Friday, March 29, 2013 | | biological control, greenhouse, How, When, What-we-do, integrated pest management, ladybugs, pests, spiders, wildlife
Gail and I have talked about using biological controls (getting “good bugs” to eat the “bad bugs” that eat the plants) in the greenhouse but aside from trying to not crash through spider webs on our watering and grooming rounds, and occasionally overwintering praying mantis egg cases in hopes of an early spring hatch, we’ve never tried it. Until now. Our good friend Crystal Brinson dropped off 3 bags of lady bugs this week and already the greenhouse seems tidier. And livelier. According to the package, our ladybugs (Hypodamia convergens) can each eat up to 5000 aphids and then lay eggs that hatch into alligator look-alike larvae that will eat their way to adulthood. Already our releaselings are looking … busy … and should be laying eggs near aphid infestations though I haven’t spotted any just yet.

[REQUIREMENT A]
Answer these questions from the greenhouse ladybug post:
(i) Who dropped off the ladybugs, and how many bags were there?
(ii) According to the package, up to how many aphids can each ladybug eat?
(iii) What has been overwintered now and then in hopes of an early spring hatch?
[REQUIREMENT B]
Can you carry on the greenhouse ladybug post, starting right after its final sentence?

(Region pointing data)
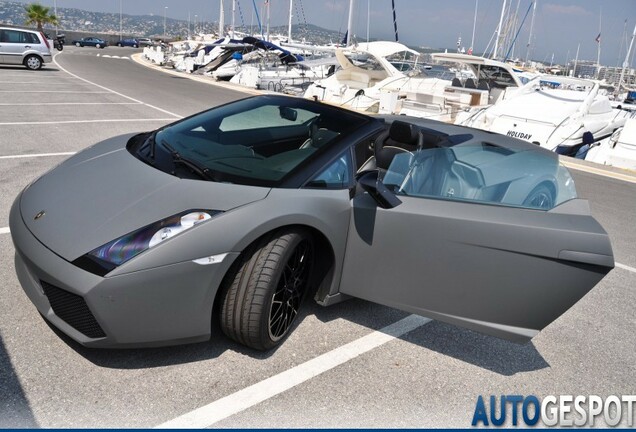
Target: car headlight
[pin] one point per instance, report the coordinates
(114, 253)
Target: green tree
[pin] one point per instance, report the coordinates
(39, 15)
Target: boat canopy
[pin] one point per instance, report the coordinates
(382, 48)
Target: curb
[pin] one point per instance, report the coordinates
(138, 58)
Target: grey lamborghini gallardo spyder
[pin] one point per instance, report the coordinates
(236, 214)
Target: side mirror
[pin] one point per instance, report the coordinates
(288, 113)
(371, 183)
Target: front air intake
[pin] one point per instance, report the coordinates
(73, 310)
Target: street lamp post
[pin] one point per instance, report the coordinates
(165, 10)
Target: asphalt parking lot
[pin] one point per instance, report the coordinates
(349, 365)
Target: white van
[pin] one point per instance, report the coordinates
(26, 47)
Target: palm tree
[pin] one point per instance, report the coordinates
(38, 14)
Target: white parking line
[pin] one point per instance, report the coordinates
(72, 103)
(243, 399)
(36, 155)
(87, 121)
(51, 91)
(113, 91)
(628, 177)
(625, 267)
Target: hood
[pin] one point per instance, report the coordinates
(105, 192)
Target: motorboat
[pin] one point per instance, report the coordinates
(553, 112)
(617, 150)
(374, 77)
(478, 83)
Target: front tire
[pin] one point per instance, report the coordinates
(33, 62)
(261, 299)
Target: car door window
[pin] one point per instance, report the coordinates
(12, 36)
(484, 173)
(337, 175)
(31, 38)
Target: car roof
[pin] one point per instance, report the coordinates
(457, 134)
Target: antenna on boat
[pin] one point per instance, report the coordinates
(576, 60)
(598, 42)
(233, 13)
(626, 62)
(221, 19)
(472, 41)
(397, 39)
(291, 10)
(350, 23)
(503, 12)
(534, 10)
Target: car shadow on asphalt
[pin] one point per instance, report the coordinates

[ANSWER SPACE A]
(i) Crystal Brinson dropped off 3 bags of ladybugs.
(ii) Up to 5000 aphids.
(iii) Praying mantis egg cases.

[ANSWER SPACE B]
The same day the ladybugs were released Gail noticed evidence of nature’s own IPM: brand new clusters of baby common or European garden spiders (Araneus diadematus). They look much too tiny to tackle any full grown flying aphids but they’re already busy stringing webs and no doubt a flash mob (the barest vibration scatters them into action) could make quick work of any prey bigger than they are. I’m thrilled to have two such excellent reasons to hold off spraying insecticidal soap on our aphid and whitefly infested plants.
Have you ever released ladybugs in the garden? Do you have any overwintering in your house? (Crystal says, no worries if you do. They’ll find their way out again the same way they came in.) Any chance they keep your houseplants aphid free?